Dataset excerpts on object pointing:
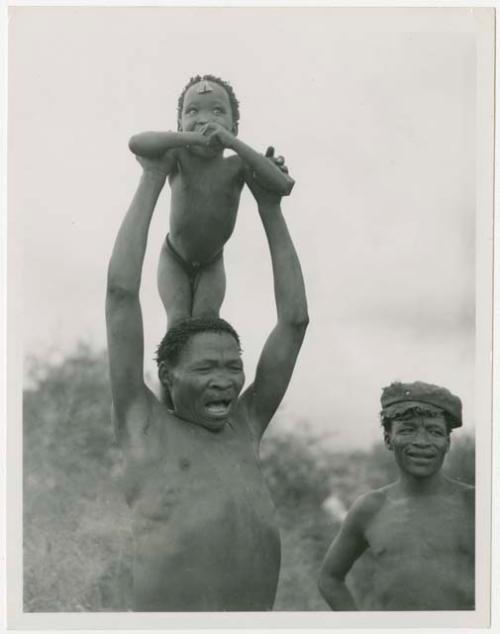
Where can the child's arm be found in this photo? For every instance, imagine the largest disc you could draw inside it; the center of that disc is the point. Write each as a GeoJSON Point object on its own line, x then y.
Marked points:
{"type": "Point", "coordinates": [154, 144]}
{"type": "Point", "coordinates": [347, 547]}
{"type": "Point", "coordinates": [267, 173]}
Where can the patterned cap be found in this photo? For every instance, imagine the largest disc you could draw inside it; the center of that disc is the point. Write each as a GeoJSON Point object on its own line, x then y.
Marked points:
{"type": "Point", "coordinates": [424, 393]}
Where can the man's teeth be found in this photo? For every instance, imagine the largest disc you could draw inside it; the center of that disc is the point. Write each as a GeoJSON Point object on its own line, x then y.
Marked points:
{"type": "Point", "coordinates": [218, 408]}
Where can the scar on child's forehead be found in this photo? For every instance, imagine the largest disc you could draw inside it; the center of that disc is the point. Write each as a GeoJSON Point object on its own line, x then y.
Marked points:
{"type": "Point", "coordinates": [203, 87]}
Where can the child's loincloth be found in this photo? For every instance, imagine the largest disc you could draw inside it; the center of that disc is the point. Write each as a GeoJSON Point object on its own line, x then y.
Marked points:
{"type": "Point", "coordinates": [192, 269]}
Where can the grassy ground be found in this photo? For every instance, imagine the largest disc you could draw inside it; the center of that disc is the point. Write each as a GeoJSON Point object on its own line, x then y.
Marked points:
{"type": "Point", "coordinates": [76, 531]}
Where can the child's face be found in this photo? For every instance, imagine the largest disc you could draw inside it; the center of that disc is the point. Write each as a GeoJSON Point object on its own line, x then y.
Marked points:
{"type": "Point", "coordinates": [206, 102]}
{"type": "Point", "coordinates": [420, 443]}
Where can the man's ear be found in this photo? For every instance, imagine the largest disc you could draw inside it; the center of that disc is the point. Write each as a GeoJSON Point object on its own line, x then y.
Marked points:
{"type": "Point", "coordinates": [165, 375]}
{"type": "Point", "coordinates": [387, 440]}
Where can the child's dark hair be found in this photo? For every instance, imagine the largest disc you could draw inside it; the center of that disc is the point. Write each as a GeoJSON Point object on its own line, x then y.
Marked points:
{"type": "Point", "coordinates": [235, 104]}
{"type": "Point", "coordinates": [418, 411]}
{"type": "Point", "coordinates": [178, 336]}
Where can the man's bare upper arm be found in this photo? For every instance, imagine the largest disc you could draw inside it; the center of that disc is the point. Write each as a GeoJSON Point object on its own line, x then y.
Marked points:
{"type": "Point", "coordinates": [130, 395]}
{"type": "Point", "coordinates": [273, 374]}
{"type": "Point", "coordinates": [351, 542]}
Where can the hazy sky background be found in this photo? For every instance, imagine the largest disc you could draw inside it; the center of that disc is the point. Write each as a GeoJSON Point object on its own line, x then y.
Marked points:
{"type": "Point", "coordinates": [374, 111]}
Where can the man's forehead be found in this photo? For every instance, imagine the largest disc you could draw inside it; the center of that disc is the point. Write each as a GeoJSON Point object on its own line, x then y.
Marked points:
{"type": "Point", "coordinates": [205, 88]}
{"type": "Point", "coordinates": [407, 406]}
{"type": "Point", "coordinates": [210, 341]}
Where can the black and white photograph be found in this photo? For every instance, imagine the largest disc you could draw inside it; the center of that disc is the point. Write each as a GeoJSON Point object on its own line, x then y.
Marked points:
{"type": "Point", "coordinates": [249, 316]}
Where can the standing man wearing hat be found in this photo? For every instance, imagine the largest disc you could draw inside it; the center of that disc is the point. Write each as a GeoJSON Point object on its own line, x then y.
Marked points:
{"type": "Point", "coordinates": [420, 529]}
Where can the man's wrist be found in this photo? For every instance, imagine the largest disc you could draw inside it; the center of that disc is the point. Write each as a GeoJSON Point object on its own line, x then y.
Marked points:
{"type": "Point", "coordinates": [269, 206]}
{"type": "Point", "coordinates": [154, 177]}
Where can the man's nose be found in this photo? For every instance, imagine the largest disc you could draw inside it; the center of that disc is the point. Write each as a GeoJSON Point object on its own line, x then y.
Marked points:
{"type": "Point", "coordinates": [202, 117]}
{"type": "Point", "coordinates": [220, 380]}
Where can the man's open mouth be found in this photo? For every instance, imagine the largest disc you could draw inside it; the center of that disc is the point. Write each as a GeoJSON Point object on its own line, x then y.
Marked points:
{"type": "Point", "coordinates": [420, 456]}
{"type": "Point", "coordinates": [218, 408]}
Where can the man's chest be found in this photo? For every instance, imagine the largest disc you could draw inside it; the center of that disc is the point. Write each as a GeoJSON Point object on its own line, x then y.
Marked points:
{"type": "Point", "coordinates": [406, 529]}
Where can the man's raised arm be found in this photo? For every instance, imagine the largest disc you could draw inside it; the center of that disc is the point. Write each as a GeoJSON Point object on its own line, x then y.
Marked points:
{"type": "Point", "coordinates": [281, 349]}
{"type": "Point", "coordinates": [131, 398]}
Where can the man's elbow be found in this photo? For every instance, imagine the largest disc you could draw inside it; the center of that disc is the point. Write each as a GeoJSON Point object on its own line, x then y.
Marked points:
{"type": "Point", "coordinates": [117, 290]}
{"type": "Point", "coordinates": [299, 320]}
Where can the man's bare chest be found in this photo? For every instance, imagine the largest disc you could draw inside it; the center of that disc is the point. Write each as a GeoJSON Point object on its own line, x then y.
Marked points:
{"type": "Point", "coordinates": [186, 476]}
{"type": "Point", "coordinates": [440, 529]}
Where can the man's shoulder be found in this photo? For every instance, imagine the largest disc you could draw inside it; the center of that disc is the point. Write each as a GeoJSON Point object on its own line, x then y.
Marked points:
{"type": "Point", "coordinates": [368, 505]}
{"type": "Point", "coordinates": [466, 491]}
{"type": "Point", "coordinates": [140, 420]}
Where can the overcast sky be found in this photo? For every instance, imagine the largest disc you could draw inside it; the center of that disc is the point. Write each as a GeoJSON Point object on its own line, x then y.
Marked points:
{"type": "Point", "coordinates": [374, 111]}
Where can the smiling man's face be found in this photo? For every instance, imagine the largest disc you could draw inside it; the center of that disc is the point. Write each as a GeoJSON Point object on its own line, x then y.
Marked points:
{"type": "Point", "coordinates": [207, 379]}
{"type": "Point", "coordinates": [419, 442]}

[Exercise details] Could you copy every line of the listing above word for word, leaving out the pictures?

[Complete output]
Where can the child's arm be found in this photo? For every instance, imagine the largest disc you could draw inside it; the center of that disc is the point. Write each as a GeoJSON Point object on its own line, x then y.
Marked points:
{"type": "Point", "coordinates": [154, 144]}
{"type": "Point", "coordinates": [347, 547]}
{"type": "Point", "coordinates": [267, 173]}
Where can the patterned cap be found in this photo? For every instance, imagine the largest disc you could draw inside it; the center of that disc is the point. Write each as a GeoJSON Point object on its own line, x then y.
Marked points:
{"type": "Point", "coordinates": [424, 393]}
Where can the man's teeth be found in this photo? For every instance, imagine the largest disc you could draw inside it; the center of that disc is the point. Write each as a GeoJSON Point object on its own line, x then y.
Marked points:
{"type": "Point", "coordinates": [218, 408]}
Where can the scar on child's forehead be found in this photo? For every instance, imagine the largest disc you could draw inside it; the center of that disc is the point. Write each as a GeoJSON Point object on its own line, x then y.
Marked points:
{"type": "Point", "coordinates": [203, 87]}
Where can the child's loincloth be found in this photo? For every instance, imagine the largest disc you could draw inside it; the center of that disc is the point. Write each as a GeoJSON Point object on its own line, x then y.
Marked points:
{"type": "Point", "coordinates": [192, 269]}
Where can the grassy ground be found in this photo? For every instance, imagine the largest disc you could draw inside it; the center of that disc is the point. Write each as a GeoJSON Point object on its own line, x then y.
Marked points:
{"type": "Point", "coordinates": [76, 531]}
Where can the child's face be found in this photo? For every instance, imagine the largest disc you could draw inside it; the center of that disc is the point. Write each as a GeoJSON Point object on its own line, x then y.
Marked points:
{"type": "Point", "coordinates": [206, 102]}
{"type": "Point", "coordinates": [420, 443]}
Where can the man's ear be found in this photo? For every instance, imagine the largest disc you could draw inside it; the center of that disc is the point. Write each as a GeoJSON Point object on its own line, x then y.
Marked points:
{"type": "Point", "coordinates": [165, 375]}
{"type": "Point", "coordinates": [387, 440]}
Where can the child's dark hair be found in this photo? For every instance, imagine the largest disc you could draw inside it; the center of that disc is the point. Write each as a GeoJSON Point object on its own line, x then y.
Marked points:
{"type": "Point", "coordinates": [235, 104]}
{"type": "Point", "coordinates": [418, 411]}
{"type": "Point", "coordinates": [178, 336]}
Where can the man's bare upper arm be found in this photo? For every instance, imagine the largest disc you could draw inside it; the center of that disc is the point. Write each as a GeoJSON Point object on its own line, x then y.
Marked points:
{"type": "Point", "coordinates": [130, 395]}
{"type": "Point", "coordinates": [273, 374]}
{"type": "Point", "coordinates": [351, 542]}
Where can the hazy sky background be found in this photo? For every instance, imagine the largest disc you could draw inside it; the center of that disc is the point. Write each as a GeoJSON Point object on its own line, x then y.
Marked points:
{"type": "Point", "coordinates": [374, 111]}
Where can the man's forehead be found in this photo? For every instance, imagine the largest disc you could draw inside it; the center of that disc is the point. Write each as a GeoJSON Point object on its own line, x then y.
Marked points:
{"type": "Point", "coordinates": [205, 88]}
{"type": "Point", "coordinates": [407, 406]}
{"type": "Point", "coordinates": [210, 341]}
Where can the black and white photograph be found in this photo? For every instance, imagine the largest disc you could draw inside it; the center of that disc is the point. Write each as a GeoJSON Point object on its own line, x then y.
Marked points:
{"type": "Point", "coordinates": [249, 316]}
Where can the standing man wearing hat be found in this photo? For every instance, imagine the largest disc you could draw inside it; the center of that disc is the point. Write each as a GeoJSON Point object on its own line, x then y.
Marked points:
{"type": "Point", "coordinates": [420, 529]}
Where can the man's wrist be found in this photo? For every instance, imagine the largest disc you could draw inside it; the center of that disc is the point. Write each as a GeoJSON Point object on its own line, x then y.
Marked points:
{"type": "Point", "coordinates": [269, 206]}
{"type": "Point", "coordinates": [154, 177]}
Where can the man's nose be found in this photo? For every instance, imagine the largest disc you could draw inside it; the center of that disc is the point. Write each as a GeoJSON Point object on its own line, x then y.
Marked points:
{"type": "Point", "coordinates": [202, 117]}
{"type": "Point", "coordinates": [220, 380]}
Where can the man's open mouth be found in this photo? For every instance, imagine the largest disc you could draw inside it; the center of that disc is the point. Write each as a GeoJSON Point object on its own line, x then y.
Marked points:
{"type": "Point", "coordinates": [420, 456]}
{"type": "Point", "coordinates": [218, 408]}
Where can the man's chest be found in this photo? For every instance, imagine the largest disc you could draw inside it; the center of that disc is the point. Write each as a GeoJSON Point object on its own line, x then y.
Marked points:
{"type": "Point", "coordinates": [406, 529]}
Where can the man's raised arm be found in this photo? For every instance, imagine the largest disc you could draw inside it; the center of that disc is the point. Write each as a GeoJSON Point object on its own line, x then y.
Marked points:
{"type": "Point", "coordinates": [281, 349]}
{"type": "Point", "coordinates": [131, 398]}
Where can the man's elbow be found in this photo? For every instance, imagine the largest disc you could draw inside it; the center of that disc is the point. Write each as a GeoJSON Point object on its own line, x then y.
Marked points:
{"type": "Point", "coordinates": [117, 290]}
{"type": "Point", "coordinates": [299, 320]}
Where can the man's bare chest be found in this photo? For every instance, imagine the largest disc you could draw inside it; the center of that disc is the point. Write each as a GeoJSON Point object on its own line, x then y.
Marked points:
{"type": "Point", "coordinates": [186, 476]}
{"type": "Point", "coordinates": [440, 529]}
Where can the man's shoulder be found in this photo? For every instance, imagine the largest disc you could draw inside it; the center of that disc is the point. Write each as a GeoJSON Point object on its own line, x then y.
Marked points:
{"type": "Point", "coordinates": [368, 505]}
{"type": "Point", "coordinates": [466, 491]}
{"type": "Point", "coordinates": [140, 420]}
Where can the overcast sky be found in this photo? For every instance, imagine the largest disc you could draw inside it; the center of that disc is the point. Write each as a GeoJSON Point object on its own line, x then y.
Marked points:
{"type": "Point", "coordinates": [374, 111]}
Where can the smiling man's face be found in this photo? For every instance, imagine the largest disc you could draw inside it; the center of that disc is the point. Write each as a GeoJSON Point object on its own line, x then y.
Marked points:
{"type": "Point", "coordinates": [207, 379]}
{"type": "Point", "coordinates": [419, 442]}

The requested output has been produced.